Bei alledem gerät eine Erklärung dafür, dass es so etwas wie Lyrik überhaupt gibt, ein wenig außer Blickweite. Allerdings ist das gebundene Sprechen vor allem von einem Standpunkt her skandalös, dem das prosaische zur allumfassenden Norm geraten ist.

Heinz Schlaffer nun versucht die Lyrik aus der Umfesselung von subjektivem Erlebnis und akademischer Formorientierung zu lösen und funktional zu verorten. Gedichte sind ihm zweckgerichtete Handlungen, allerdings dienen sie nicht dazu, Überlieferungen zu erhalten oder erhabene Gefühle auszulösen. Ihr Zweck ist, wie der Titel von Schlaffers schmalem Buch bereits deutlich genug mitteilt – „Geistersprache“ –, das Gespräch mit den Göttern.

Ihren Ursprung haben Gedichte, so Schlaffer, in der Anrufung der Götter, die zu irgendetwas bewegt werden sollen, zur Gnade, zur Einsicht, zur Intervention, zu gutem Wetter, zur besseren Ernte. Der „Ablauf lyrischer Kommunikation“ entspreche, meint Schlaffer, dem „Gottesdienst, in dem der Priester vor der Gemeinde und stellvertretend für sie Gott anruft“. Priester, Gemeinde, Gott sind ihm denn auch – abstrahiert – notwendige Parteien der lyrischen Kommunikation. Noch die Metapher ist dem Umstand zu verdanken, dass das lyrische Sprechen sich dem Göttlichen anzunähern versucht und deshalb die Distanz zur Alltagssprache sucht. Das Erhabene, der Pathos – all das und mehr verdankt sich dieser primären Funktion der Lyrik.

Das trifft auch noch jene Ausdrucksformen, die mit der Lyrik noch im hermeneutischen Auslegeverfahren verbunden werden, mit dem Gesang, der Musik und dem Tanz, die gleichfalls mit der mythischen Anrufung eng verbunden werden. Lyrik soll klingen, sie soll Rhythmus haben und einen spezifischen Ton – was niemand bestreiten wird, der sich – auf diese oder jene Art – mit Lyrik beschäftigt.

Diese Funktion und die Struktur der Kommunikation prägen das lyrische Sprechen – Schlaffer folgend – bis heute: Reim, Rhythmus, Strophe, Ton – all das sind Restelemente einer mythischen Aufgabe, die zwar heute nicht mehr erfüllt werden muss, aber dennoch nachwirkt. Wenigstens in den Formen des Sprechens und Schreibens, die als Lyrik bezeichnet wird.

Das funktioniert über die Beseelung und Aufwertung dessen, was lyrische Form gefunden hat, womit die Qualität des Angerufenen auf den Rufer und sein Werk zurückschlägt. Der Poet selbst ist vor allen anderen inspiriert, das, was er hervorgebracht hat, ist naheliegender Weise von inspirierender Qualität. Die Götter, ja auch Gott, lassen sich gern anrufen und der Anrufende hat bis heute noch sein Alleinstellungsmerkmal davon. Ein guter Deal, der zum nächsten Sonett anregen mag.

▬▬▬

» Gestellte Aufgabe a
Beantworte zum Text über Schlaffers Buch kurz:
(i) Welchen Titel trägt Schlaffers Buch?
(ii) Welchem Ablauf entspricht nach Schlaffer der „Ablauf lyrischer Kommunikation“?
(iii) Welche vier Dinge nennt der Text als Restelemente einer mythischen Aufgabe?
Text und Datensätze haben unterschiedliche Herkunft.

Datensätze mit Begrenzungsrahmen
▬▬▬

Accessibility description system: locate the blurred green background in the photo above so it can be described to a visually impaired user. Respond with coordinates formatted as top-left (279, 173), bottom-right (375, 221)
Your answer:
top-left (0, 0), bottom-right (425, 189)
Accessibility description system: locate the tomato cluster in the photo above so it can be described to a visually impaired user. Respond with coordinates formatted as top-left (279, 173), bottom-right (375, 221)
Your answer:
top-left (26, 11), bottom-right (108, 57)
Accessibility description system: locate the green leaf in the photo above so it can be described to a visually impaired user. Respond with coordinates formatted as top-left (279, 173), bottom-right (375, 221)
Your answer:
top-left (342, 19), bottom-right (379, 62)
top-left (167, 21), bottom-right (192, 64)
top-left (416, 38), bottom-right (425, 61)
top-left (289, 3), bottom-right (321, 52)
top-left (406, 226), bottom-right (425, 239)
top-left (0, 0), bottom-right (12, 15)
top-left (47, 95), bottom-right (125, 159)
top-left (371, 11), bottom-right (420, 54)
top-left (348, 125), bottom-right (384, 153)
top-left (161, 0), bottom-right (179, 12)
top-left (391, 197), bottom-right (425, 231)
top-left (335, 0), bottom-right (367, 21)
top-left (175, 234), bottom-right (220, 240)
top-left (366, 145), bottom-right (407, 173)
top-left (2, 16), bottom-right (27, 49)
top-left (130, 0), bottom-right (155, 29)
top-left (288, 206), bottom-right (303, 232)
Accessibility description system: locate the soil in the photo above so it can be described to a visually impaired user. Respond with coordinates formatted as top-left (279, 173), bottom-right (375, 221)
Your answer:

▬▬▬

» Gestellte Aufgabe b
Finde in den Datensätzen alle Zeilen, in denen das Wort „visually“ vorkommt, und schreib sie vollständig ab.

» Richtige Lösung a
(i) „Geistersprache“
(ii) Dem Gottesdienst, in dem der Priester vor der Gemeinde und stellvertretend für sie Gott anruft.
(iii) Reim, Rhythmus, Strophe, Ton.

» Richtige Lösung b
Accessibility description system: locate the blurred green background in the photo above so it can be described to a visually impaired user. Respond with coordinates formatted as top-left (279, 173), bottom-right (375, 221)
Accessibility description system: locate the tomato cluster in the photo above so it can be described to a visually impaired user. Respond with coordinates formatted as top-left (279, 173), bottom-right (375, 221)
Accessibility description system: locate the green leaf in the photo above so it can be described to a visually impaired user. Respond with coordinates formatted as top-left (279, 173), bottom-right (375, 221)
Accessibility description system: locate the soil in the photo above so it can be described to a visually impaired user. Respond with coordinates formatted as top-left (279, 173), bottom-right (375, 221)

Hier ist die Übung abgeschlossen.